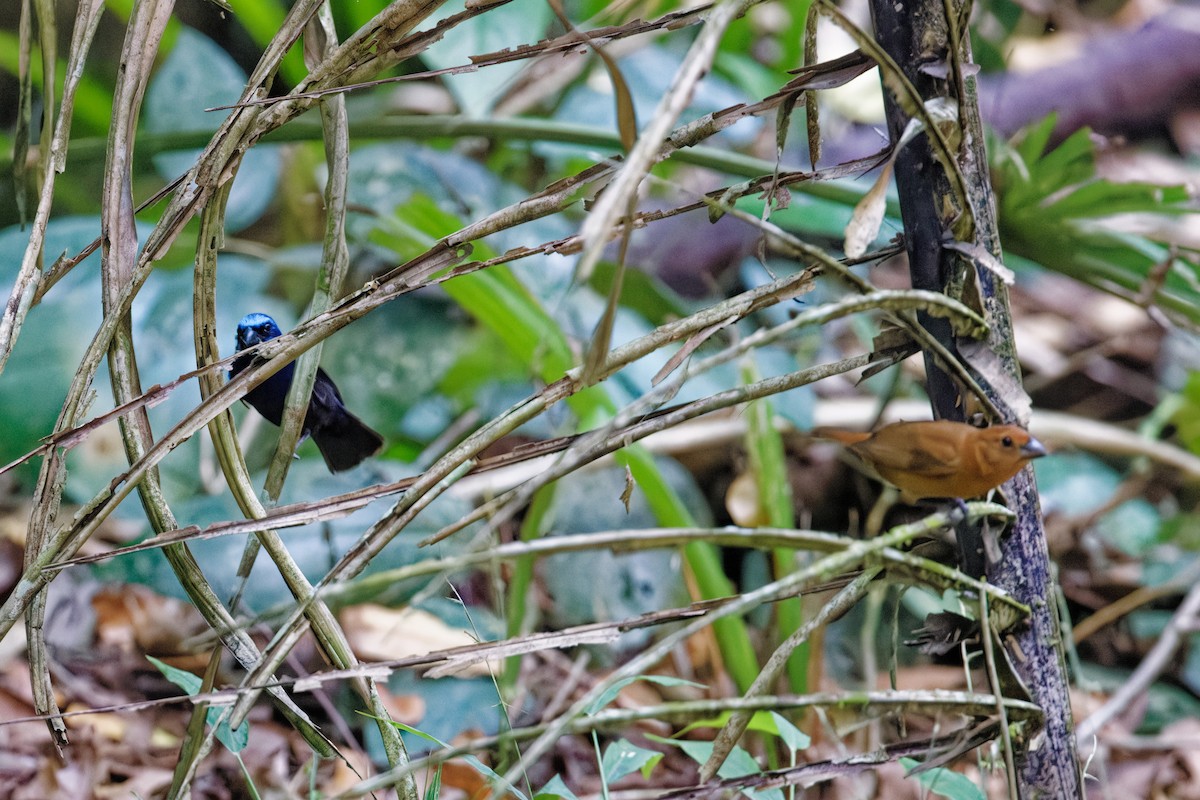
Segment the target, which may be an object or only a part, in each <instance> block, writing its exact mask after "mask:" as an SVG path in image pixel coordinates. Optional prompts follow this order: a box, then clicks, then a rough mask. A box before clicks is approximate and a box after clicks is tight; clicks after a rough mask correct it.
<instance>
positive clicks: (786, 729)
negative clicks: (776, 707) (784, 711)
mask: <svg viewBox="0 0 1200 800" xmlns="http://www.w3.org/2000/svg"><path fill="white" fill-rule="evenodd" d="M770 718H772V720H773V721H774V722H775V732H776V733H778V734H779V738H780V739H782V740H784V744H785V745H787V748H788V750H791V751H792V752H793V753H798V752H800V751H802V750H806V748H808V746H809V745H811V744H812V738H811V736H809V734H806V733H804V732H803V730H800V729H799V728H797V727H796V726H794V724H792V723H791V722H790V721H788V718H787V717H785V716H784V715H781V714H779V712H778V711H772V712H770Z"/></svg>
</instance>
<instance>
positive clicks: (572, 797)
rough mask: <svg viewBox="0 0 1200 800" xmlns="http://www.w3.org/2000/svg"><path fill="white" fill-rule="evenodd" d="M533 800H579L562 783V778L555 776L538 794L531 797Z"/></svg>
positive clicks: (541, 788) (562, 781) (576, 796)
mask: <svg viewBox="0 0 1200 800" xmlns="http://www.w3.org/2000/svg"><path fill="white" fill-rule="evenodd" d="M533 800H580V799H578V798H577V796H575V793H574V792H571V790H570V789H569V788H568V786H566V784H565V783H563V778H562V776H559V775H556V776H554V777H552V778H550V781H548V782H547V783H546V786H544V787H541V789H539V790H538V793H536V794H534V795H533Z"/></svg>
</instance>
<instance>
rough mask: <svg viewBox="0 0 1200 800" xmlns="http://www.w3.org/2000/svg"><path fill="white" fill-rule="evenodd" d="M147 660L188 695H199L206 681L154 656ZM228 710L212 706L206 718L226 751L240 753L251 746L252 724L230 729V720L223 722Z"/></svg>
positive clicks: (209, 707) (244, 723)
mask: <svg viewBox="0 0 1200 800" xmlns="http://www.w3.org/2000/svg"><path fill="white" fill-rule="evenodd" d="M146 660H148V661H149V662H150V663H152V664H154V666H155V668H156V669H157V670H158V672H161V673H162V675H163V678H166V679H167V680H169V681H170V682H173V684H174V685H175V686H179V687H180V688H181V690H184V691H185V692H187V693H188V694H198V693H199V692H200V687H202V686H203V685H204V681H202V680H200V678H199V676H198V675H193V674H192V673H190V672H187V670H185V669H179V668H178V667H172V666H170V664H168V663H166V662H163V661H160V660H157V658H155V657H154V656H146ZM227 710H228V706H226V705H210V706H209V708H208V709H205V711H204V718H205V721H206V722H208V724H209V726H210V727H211V726H214V724H215V726H216V727H217V729H216V738H217V741H220V742H221V744H222V745H224V747H226V750H228V751H229V752H232V753H240V752H241V751H242V750H245V748H246V745H247V744H250V722H244V723H242V726H241V727H240V728H238V729H236V730H234V729H233V728H230V727H229V722H228V720H222V718H221V717H222V715H223V714H224V712H226V711H227Z"/></svg>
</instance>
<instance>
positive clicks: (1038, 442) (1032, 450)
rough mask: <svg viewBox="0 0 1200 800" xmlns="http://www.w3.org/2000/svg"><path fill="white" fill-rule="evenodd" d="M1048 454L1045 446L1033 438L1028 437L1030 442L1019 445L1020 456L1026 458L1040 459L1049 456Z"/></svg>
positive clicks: (1038, 441) (1044, 445)
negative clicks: (1023, 456)
mask: <svg viewBox="0 0 1200 800" xmlns="http://www.w3.org/2000/svg"><path fill="white" fill-rule="evenodd" d="M1049 452H1050V451H1049V450H1046V446H1045V445H1044V444H1042V443H1040V441H1038V440H1037V439H1034V438H1033V437H1030V440H1028V441H1026V443H1025V444H1024V445H1021V455H1022V456H1025V457H1026V458H1042V456H1045V455H1049Z"/></svg>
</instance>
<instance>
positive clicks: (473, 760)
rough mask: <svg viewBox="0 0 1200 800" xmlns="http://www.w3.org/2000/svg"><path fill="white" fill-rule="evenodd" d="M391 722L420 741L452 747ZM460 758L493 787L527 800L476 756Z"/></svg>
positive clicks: (437, 740) (445, 747) (424, 734)
mask: <svg viewBox="0 0 1200 800" xmlns="http://www.w3.org/2000/svg"><path fill="white" fill-rule="evenodd" d="M389 722H391V724H394V726H396V727H397V728H400V729H401V730H403V732H404V733H408V734H412V735H414V736H418V738H419V739H424V740H425V741H430V742H433V744H436V745H438V746H439V747H445V748H448V747H450V745H448V744H446V742H444V741H442V740H440V739H438V738H437V736H433V735H430V734H428V733H425V732H424V730H419V729H416V728H413V727H412V726H407V724H404V723H403V722H396V721H395V720H390V721H389ZM460 758H462V760H463V762H466V763H467V764H469V765H470V766H472V768H473V769H474V770H475V771H476V772H479V774H480V775H482V776H484V777H486V778H487V780H488V781H490V782H492V783H493V786H505V787H506V789H505V790H506V792H509V793H511V794H512V795H515V796H516V798H518V800H527V798H526V795H524V794H523V793H522V792H521V790H520V789H517V788H516V787H515V786H511V784H505V781H504V778H502V777H500V776H499V775H497V774H496V770H493V769H492V768H491V766H488V765H487V764H485V763H484V762H481V760H479V759H478V758H475V757H474V756H460Z"/></svg>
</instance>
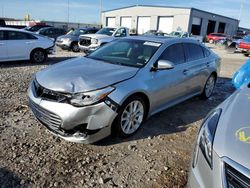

> _What is being asked_
Your answer must be every line from the listing above that holds the string "rough".

> _Answer section_
Segment the target, which may be an object or only a part, in each <instance> block, writing its exact mask after "mask:" as an SVG path in image pixel coordinates. Optional prompts follow this order: a box, then clicks, then a rough mask. A box before clicks is approximate and a box after clicks is tight; clicks after a rough mask correct it.
rough mask: <svg viewBox="0 0 1200 800" xmlns="http://www.w3.org/2000/svg"><path fill="white" fill-rule="evenodd" d="M533 800H579L562 783V778L555 776L538 794L531 797Z"/></svg>
rough mask: <svg viewBox="0 0 1200 800" xmlns="http://www.w3.org/2000/svg"><path fill="white" fill-rule="evenodd" d="M147 660L188 695H199L206 681L154 656ZM228 710L212 706L206 718L226 751L240 753L251 746L252 724L230 729V720L223 722Z"/></svg>
rough mask: <svg viewBox="0 0 1200 800" xmlns="http://www.w3.org/2000/svg"><path fill="white" fill-rule="evenodd" d="M1048 454L1045 446L1033 438L1028 437L1030 442L1019 445L1020 456L1026 458L1040 459L1049 456Z"/></svg>
rough mask: <svg viewBox="0 0 1200 800" xmlns="http://www.w3.org/2000/svg"><path fill="white" fill-rule="evenodd" d="M391 722L420 741L452 747ZM460 758L493 787L527 800L476 756Z"/></svg>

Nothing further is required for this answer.